#### Data excerpts:
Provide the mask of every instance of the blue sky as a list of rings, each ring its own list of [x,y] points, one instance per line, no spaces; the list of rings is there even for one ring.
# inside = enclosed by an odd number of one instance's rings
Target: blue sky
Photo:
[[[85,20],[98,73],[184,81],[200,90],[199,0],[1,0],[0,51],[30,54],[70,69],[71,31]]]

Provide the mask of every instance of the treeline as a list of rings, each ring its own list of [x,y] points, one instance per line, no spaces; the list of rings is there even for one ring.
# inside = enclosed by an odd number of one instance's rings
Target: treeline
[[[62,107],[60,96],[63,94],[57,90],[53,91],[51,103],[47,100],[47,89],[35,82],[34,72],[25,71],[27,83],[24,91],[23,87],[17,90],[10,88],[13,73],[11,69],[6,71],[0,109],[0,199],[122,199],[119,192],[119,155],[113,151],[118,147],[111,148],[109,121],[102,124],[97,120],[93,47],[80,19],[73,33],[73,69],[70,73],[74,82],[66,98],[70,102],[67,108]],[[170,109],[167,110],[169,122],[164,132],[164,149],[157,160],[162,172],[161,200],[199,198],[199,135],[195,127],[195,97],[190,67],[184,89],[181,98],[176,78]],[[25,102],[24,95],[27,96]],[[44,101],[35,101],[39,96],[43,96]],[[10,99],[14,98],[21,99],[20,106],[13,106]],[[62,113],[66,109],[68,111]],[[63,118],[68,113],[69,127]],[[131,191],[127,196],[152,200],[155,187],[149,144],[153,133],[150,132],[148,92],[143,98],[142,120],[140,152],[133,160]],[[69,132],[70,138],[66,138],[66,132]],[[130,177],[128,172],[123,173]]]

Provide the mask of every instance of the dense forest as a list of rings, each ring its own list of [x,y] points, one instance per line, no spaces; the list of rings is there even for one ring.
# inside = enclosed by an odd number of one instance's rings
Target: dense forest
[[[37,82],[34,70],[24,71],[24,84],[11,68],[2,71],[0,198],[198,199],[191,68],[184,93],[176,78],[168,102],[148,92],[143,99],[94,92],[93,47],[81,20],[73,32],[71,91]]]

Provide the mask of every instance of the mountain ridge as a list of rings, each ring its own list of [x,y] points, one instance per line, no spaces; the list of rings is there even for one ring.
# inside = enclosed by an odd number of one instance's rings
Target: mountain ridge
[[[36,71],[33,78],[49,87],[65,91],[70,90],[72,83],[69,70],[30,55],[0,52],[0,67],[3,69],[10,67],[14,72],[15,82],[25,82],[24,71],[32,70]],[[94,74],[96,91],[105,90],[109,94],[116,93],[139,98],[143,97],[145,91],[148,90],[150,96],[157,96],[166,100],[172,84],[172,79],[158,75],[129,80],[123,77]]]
* * *
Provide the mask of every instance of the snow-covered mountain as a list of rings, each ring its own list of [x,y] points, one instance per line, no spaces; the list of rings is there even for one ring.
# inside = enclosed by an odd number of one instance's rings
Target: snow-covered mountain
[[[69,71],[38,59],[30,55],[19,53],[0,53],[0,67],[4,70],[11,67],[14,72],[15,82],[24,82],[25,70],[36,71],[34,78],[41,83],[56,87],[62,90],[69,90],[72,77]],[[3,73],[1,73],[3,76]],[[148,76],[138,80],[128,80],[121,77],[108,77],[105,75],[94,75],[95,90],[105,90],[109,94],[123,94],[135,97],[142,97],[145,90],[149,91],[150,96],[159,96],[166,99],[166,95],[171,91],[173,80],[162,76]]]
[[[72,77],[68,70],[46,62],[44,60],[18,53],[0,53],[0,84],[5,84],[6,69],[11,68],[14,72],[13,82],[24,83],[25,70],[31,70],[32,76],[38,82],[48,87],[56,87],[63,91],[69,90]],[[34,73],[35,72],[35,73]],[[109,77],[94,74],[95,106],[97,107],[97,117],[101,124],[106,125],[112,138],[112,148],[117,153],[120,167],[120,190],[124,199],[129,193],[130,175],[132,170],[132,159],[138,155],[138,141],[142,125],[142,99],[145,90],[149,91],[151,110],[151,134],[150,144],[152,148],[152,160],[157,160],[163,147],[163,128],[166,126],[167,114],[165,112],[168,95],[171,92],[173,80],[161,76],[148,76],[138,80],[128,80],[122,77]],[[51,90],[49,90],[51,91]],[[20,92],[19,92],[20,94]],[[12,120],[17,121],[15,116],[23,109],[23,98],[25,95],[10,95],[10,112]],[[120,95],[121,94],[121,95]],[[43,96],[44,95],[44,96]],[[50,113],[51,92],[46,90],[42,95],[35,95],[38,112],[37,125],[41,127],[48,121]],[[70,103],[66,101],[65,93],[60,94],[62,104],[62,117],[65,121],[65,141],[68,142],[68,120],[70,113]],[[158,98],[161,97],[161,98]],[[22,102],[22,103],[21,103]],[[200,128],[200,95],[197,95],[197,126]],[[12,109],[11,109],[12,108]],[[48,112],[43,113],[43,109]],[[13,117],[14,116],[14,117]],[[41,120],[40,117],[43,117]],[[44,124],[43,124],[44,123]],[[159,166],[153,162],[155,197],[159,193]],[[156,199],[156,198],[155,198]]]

#### Aim of the task:
Count how many lines of the records above contain the string "ridge". Reply with the number alone.

#### Expected output:
2